The Commission also believes that the general broad diversification, capitalizations, liquidity, and relative weighting of the Index's component securities minimize the potential for manipulation of the Index. First, the Index is comprised of approximately 3,400 securities listed and traded on Nasdaq, and no single security dominates the Index. Second, as of July 31, 2003, the total Index capitalization Start Printed Page 69757was $2.6 trillion, the median capitalization of the Index's components was $110 million, the capitalizations of the Index's ten most heavily weighted components (representing 37.68% of the weight of the Index) ranged from approximately $32 billion to approximately $284 billion, and only 2.56% of the capitalization of the Index was comprised of securities with a market capitalization of less than $100 million. Third, during the period from January 1, 2003, through July 31, 2003, the average daily trading volume of the component securities representing 95% of the weight of the Index was 850,000 shares and only 2.19% of the capitalization of the Index was comprised of components with an average daily trading volume of less than 10,000 shares. Fourth, as of July 31, 2003, component securities representing 95% of the weight of the Index were options eligible.[30] Fifth, the PHLX has represented that it will monitor the Index on a semi-annual basis and will notify Commission staff if and when: (1) 10% of the capitalization of the Index comprises securities with a market capitalization of less than $100 million; (2) 10% of the capitalization of the Index is made up of components with an average daily trading volume of less than 10,000 shares over the previous six months; (3) less than 80% of the weight of the Index is options eligible; (4) 10% of the weight of the index is represented by securities trading less than 20,000 shares per day; or (5) the largest component of the Index comprises 15% of the weight of the Index, or the top five components comprise 50% of the weight of the Index.[31] In the event the Index fails to satisfy any of these criteria, the PHLX will notify the Commission to determine the appropriate regulatory response.[32]

The Commission believes that these factors minimize the potential for manipulation because it is unlikely that attempted manipulations of the prices of the Index's components would affect significantly the Index's value. Moreover, the surveillance procedures discussed below should detect as well as deter potential manipulations and other trading abuses.

Finally, the Commission believes that the position and exercise limits for the Index Options are designed to minimize the potential for manipulation and other market impact concerns. The position and exercise limits for the Index Options are comparable to the position and exercise limits approved for other broad-based index options.[33]

B. Customer Protection

The Commission believes that a regulatory system designed to protect public customers must be in place before the trading of sophisticated financial instruments, such as the Index Options, can commence on a national securities exchange. The Commission notes that the trading of standardized, exchange-traded options occurs in an environment that is designed to ensure, among other things, that: (1) the special risks of options are disclosed to public customers; (2) only investors capable of evaluating and bearing the risks of options trading are engaged in such trading; and (3) special compliance procedures are applicable to options accounts. Accordingly, because the Index Options, including FLEX Index Options and Mini-Flex Index Options, will be subject to the same regulatory regime as the other standardized options traded currently on the PHLX, the Commission believes that adequate safeguards are in place to ensure the protection of investors in Index Options.[34]

The Commission generally believes that a surveillance sharing agreement between an exchange proposing to list a stock index derivative product and the market(s) trading the stocks underlying the derivative product is an important measure for the surveillance of the derivative and underlying securities markets. Such agreements ensure the availability of information necessary to detect and deter potential manipulations and other trading abuses, thereby making the stock index product less readily susceptible to manipulation. In this regard, the PHLX and the National Association of Securities Dealers, Inc. (“NASD”) are members of the ISG and the ISG Agreement will apply to the trading of Index Options.[35] In addition, the PHLX will apply to the Index Options the same surveillance procedures it uses currently for existing index options trading on the PHLX.

### SHORT TASK A:
Answer these questions using the passage on the Index Options:
(i) What was the total Index capitalization as of July 31, 2003?
(ii) How often will the PHLX monitor the Index?
(iii) Which two organizations are named as members of the ISG?
### SHORT TASK B:
Gather each line of the entries that contains the word "instance", and copy those lines.

### RECORDS:
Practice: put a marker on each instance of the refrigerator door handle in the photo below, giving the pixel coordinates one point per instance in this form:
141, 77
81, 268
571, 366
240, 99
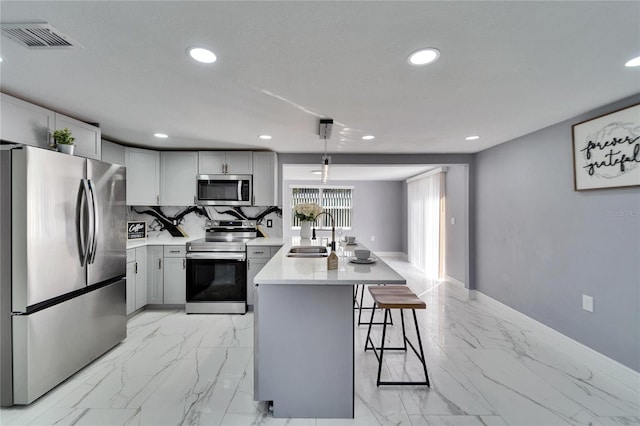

### CORRECT RESPONSE A:
(i) $2.6 trillion
(ii) On a semi-annual basis
(iii) The PHLX and the National Association of Securities Dealers, Inc. (NASD)

### CORRECT RESPONSE B:
Practice: put a marker on each instance of the refrigerator door handle in the photo below, giving the pixel coordinates one point per instance in this form:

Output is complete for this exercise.